→ **Texto apresentado**:
>>>>>

Também integraram a caminhada grupos de congado e moradores de outras localidades onde existem barragens. Foram celebradas missas na Igreja São Sebastião, em Brumadinho, e na Igreja Nossa Senhora das Dores, no Córrego do Feijão, onde a barragem se rompeu.
Durante o trajeto, foram distribuídas velas, corações vermelhos e laços de fitas na cor marrom, em alusão à lama que inundou Brumadinho, no dia 25 de janeiro de 2019,e que mudou a vida de todos os habitantes da cidade, a exemplo do operador de equipamentos Geraldo Oliveira Silva. Ele perdeu um irmão, uma prima e conhecia mais da metade das vítimas da tragédia. Geraldo, que trabalha na Vale há mais de 25 anos e está afastado desde 2017 por motivos de saúde, afirma que se fortalece diariamente na fé e sempre busca força na família e na Igreja. “Sou um sobrevivente, junto com um dos meus irmãos que estava lá. É um momento de dor profunda, mas acredito que o desânimo não é o caminho. As ações da Arquidiocese de Belo Horizonte, de modo muito especial as ações de evangelização de dom Walmor, dom Vicente e dos outros sacerdotes da cidade, são muito importantes para nossa comunidade. Hoje é um dia para a cidade de Brumadinho renovar a sua fé, que cresce cada dia mais, sempre pensando com carinho nos que se foram, nos familiares que estão aqui, e nos solidarizando uns com os outros”.

<<<<<

→ **Tarefas a fazer**:
(1) Diga se cada afirmação concorda com o texto sobre a caminhada em Brumadinho e responda sim ou não, citando literalmente as palavras do texto que decidem: (a) foram celebradas missas na Igreja São Sebastião, em Brumadinho; (b) os laços de fita distribuídos eram vermelhos; (c) Geraldo Oliveira Silva está afastado do trabalho desde 2019.
(2) Reproduza o trecho do texto sobre a caminhada em Brumadinho de "Também integraram a" até "barragem se rompeu.", incluindo essas últimas palavras.
(3) Continue o texto sobre a caminhada em Brumadinho a partir do ponto em que ele termina.
Os registros não têm relação com o texto.

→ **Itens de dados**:
>>>>>

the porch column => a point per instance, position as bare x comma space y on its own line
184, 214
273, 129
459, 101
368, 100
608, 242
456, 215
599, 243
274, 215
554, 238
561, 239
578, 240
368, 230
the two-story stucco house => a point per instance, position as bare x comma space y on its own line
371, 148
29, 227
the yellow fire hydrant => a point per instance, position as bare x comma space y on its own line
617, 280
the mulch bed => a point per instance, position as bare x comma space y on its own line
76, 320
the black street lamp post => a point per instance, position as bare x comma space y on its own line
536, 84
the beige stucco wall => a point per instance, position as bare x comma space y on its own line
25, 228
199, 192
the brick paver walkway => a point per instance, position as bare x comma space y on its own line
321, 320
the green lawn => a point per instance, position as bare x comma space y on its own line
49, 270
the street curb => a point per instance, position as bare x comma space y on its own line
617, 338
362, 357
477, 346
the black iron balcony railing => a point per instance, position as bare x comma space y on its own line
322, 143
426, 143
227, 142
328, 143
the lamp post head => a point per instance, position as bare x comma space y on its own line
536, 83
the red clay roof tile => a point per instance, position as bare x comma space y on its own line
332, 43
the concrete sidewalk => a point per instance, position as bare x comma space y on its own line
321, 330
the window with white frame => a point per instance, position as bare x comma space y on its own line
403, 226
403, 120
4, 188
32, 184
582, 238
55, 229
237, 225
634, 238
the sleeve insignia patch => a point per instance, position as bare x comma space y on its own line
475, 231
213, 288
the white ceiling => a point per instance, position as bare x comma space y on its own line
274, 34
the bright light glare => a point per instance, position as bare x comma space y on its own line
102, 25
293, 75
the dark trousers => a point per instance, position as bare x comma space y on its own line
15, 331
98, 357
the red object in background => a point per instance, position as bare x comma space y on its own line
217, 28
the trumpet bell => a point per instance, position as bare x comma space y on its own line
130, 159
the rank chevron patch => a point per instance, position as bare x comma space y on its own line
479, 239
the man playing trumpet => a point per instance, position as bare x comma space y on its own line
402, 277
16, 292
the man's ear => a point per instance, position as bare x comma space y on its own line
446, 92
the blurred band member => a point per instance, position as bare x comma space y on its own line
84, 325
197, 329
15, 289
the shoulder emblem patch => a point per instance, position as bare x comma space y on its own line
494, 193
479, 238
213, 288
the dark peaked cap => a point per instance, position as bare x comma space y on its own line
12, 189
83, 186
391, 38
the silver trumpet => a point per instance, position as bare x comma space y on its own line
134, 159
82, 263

<<<<<

→ **Respostas do exercício**:
(1)
(a) Sim: "Foram celebradas missas na Igreja São Sebastião, em Brumadinho"
(b) Não: "laços de fitas na cor marrom"
(c) Não: "está afastado desde 2017 por motivos de saúde"

(2)
Também integraram a caminhada grupos de congado e moradores de outras localidades onde existem barragens. Foram celebradas missas na Igreja São Sebastião, em Brumadinho, e na Igreja Nossa Senhora das Dores, no Córrego do Feijão, onde a barragem se rompeu.

(3)
Desde que tragédia ocorreu, a moradora de Brumadinho Zenilda Aparecida Soares Pereira conta que muitas pessoas de sua família só dormem à base de remédio.”Até hoje, Brumadinho vive um pesadelo. Às vezes saio pra rua e tenho vontade de voltar logo pra casa, onde tento reconfortar minhas memórias. Hoje, o que ameniza nossa tristeza são esses momentos de união, fé, solidariedade e partilha.”
A romeira Ivani Maria do Socorro Sousa destaca a importância da Romaria para que as pessoas e a sociedade não se esqueçam daqueles que morreram em consequência do rompimento da barragem. “A cidade não é a mesma desde então e, por isso, devemos lutar para que ela não se entristeça ainda mais. Espero que a nossa luta conscientize as pessoas e as empresas a fazerem mais pelo meio ambiente”.